#### [OBJECTIVE]
Lay out the items below as a two-column CSV with the headers item_text and answer, giving each item its own row. Put each item's text and its answer in single quoted fields, with line breaks replaced by spaces.

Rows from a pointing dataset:

========================================================================

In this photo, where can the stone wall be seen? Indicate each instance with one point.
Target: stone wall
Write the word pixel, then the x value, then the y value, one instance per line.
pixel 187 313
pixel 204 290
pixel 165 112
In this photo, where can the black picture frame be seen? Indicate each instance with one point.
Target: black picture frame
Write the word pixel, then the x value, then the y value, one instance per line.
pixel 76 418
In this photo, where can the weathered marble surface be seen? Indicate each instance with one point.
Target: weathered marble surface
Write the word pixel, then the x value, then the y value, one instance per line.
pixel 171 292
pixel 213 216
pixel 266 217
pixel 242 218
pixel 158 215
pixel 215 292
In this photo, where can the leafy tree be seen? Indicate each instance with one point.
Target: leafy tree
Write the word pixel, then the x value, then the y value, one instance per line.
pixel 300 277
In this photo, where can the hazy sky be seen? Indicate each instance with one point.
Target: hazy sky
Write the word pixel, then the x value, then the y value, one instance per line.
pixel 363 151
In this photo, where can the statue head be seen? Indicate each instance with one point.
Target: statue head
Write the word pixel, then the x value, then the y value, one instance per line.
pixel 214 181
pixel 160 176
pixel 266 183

========================================================================

#### [OUTPUT OF THE TASK]
item_text,answer
"In this photo, where can the stone wall be seen? Indicate each instance with one point. Target: stone wall Write the word pixel, then the x value, then the y value, one instance per line.","pixel 187 313 pixel 204 290 pixel 165 112"
"In this photo, where can the black picture frame be seen? Indicate each instance with one point. Target: black picture frame Write the word pixel, then the x value, then the y value, one instance per line.","pixel 76 418"
"In this photo, where can the weathered marble surface be seen? Indicate each instance with one point. Target: weathered marble surface Write the word pixel, then the x value, then the y value, one instance per line.","pixel 171 292 pixel 213 216 pixel 266 217 pixel 242 218 pixel 158 215 pixel 215 292"
"In this photo, where can the leafy tree be seen? Indicate each instance with one point. Target: leafy tree Write the word pixel, then the x value, then the y value, one instance per line.","pixel 300 277"
"In this photo, where can the hazy sky be seen? Indicate each instance with one point. Target: hazy sky Write the word pixel, then the x value, then the y value, one instance per line.","pixel 363 151"
"In this photo, where can the statue head be seen? Indicate each instance with one point. Target: statue head Write the word pixel, then the x value, then the y value, one instance per line.","pixel 214 181 pixel 160 176 pixel 266 183"